■ Instruction ■
What is needed here is an exact copy of every entry.

___ Entries ___

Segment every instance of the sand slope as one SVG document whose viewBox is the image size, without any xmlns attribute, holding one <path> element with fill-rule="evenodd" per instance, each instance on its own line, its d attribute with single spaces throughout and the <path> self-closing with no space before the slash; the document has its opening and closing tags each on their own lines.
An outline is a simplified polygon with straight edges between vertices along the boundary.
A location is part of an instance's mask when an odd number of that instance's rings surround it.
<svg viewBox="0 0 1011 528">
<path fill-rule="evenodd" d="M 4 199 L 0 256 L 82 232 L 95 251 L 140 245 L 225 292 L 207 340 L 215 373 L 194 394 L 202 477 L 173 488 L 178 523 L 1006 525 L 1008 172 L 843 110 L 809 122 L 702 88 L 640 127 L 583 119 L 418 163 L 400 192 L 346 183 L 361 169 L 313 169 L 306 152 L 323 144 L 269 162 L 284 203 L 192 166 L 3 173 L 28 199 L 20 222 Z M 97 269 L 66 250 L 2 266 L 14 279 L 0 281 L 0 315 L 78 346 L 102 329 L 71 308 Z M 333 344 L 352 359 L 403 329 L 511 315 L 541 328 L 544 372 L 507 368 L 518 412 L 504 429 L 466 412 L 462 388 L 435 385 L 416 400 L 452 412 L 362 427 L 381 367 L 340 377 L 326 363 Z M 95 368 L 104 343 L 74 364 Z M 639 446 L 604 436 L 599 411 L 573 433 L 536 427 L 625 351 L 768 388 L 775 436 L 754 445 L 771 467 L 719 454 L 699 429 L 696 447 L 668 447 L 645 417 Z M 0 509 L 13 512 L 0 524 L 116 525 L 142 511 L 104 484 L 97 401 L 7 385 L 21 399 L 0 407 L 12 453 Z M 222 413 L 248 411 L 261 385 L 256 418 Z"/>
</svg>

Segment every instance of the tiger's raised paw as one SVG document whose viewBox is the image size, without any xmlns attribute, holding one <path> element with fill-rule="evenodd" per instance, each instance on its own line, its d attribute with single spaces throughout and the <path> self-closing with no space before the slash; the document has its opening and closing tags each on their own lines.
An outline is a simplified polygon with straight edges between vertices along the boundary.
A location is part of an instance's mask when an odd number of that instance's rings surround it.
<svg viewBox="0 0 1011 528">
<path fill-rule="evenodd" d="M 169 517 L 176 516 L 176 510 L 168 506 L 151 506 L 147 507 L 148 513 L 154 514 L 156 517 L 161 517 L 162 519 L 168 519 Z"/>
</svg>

___

■ Finished exercise ■
Segment every instance of the sand slope as one SVG document whose viewBox is the image size, without any xmlns attribute, holding one <path> element with fill-rule="evenodd" per instance, each instance on its own line, its d attribute with single spaces throughout and the <path> self-closing with no space before the slash; the document has its opening and closing tags each on their own lines.
An outline is a simplified polygon with straight edges between vertices along the boundary.
A location is part of an instance's mask when an odd number of that instance's rings surround it.
<svg viewBox="0 0 1011 528">
<path fill-rule="evenodd" d="M 4 199 L 0 256 L 82 232 L 95 251 L 140 245 L 225 292 L 207 340 L 215 373 L 194 394 L 202 477 L 173 488 L 178 523 L 1006 525 L 1008 172 L 843 110 L 809 122 L 702 88 L 640 127 L 583 119 L 418 163 L 400 192 L 346 183 L 361 169 L 313 169 L 306 152 L 323 144 L 269 162 L 284 203 L 192 166 L 3 173 L 28 199 L 20 222 Z M 97 269 L 66 250 L 2 266 L 14 279 L 0 281 L 0 315 L 78 346 L 102 329 L 71 308 Z M 333 344 L 352 359 L 403 329 L 511 315 L 541 328 L 544 372 L 507 368 L 518 412 L 504 429 L 466 412 L 462 388 L 435 385 L 416 400 L 452 412 L 362 427 L 381 367 L 340 377 L 326 363 Z M 95 368 L 104 343 L 74 364 Z M 639 446 L 604 436 L 599 411 L 573 433 L 536 427 L 625 351 L 768 388 L 775 436 L 754 445 L 771 467 L 719 454 L 699 429 L 696 447 L 668 447 L 645 417 Z M 0 509 L 13 512 L 0 524 L 116 525 L 142 511 L 104 484 L 97 401 L 7 385 L 21 399 L 0 407 L 12 453 Z M 222 413 L 248 411 L 261 385 L 256 418 Z"/>
</svg>

Segment every instance of the tiger's raised paw as one SVG document whose viewBox is the image size, without any xmlns attribute, holding one <path> element with fill-rule="evenodd" per instance, each instance on its own line, its d attribute with single spaces throughout and the <path> self-closing with no space before the slash; the document has its opening and closing tags each on their own lines.
An outline is a simplified polygon with straight edges between vertices along the boundary.
A location is part of an instance's mask when an odd number of that instance's rings surround it.
<svg viewBox="0 0 1011 528">
<path fill-rule="evenodd" d="M 169 517 L 176 516 L 176 510 L 168 506 L 151 506 L 147 507 L 148 513 L 154 514 L 156 517 L 161 517 L 162 519 L 168 519 Z"/>
</svg>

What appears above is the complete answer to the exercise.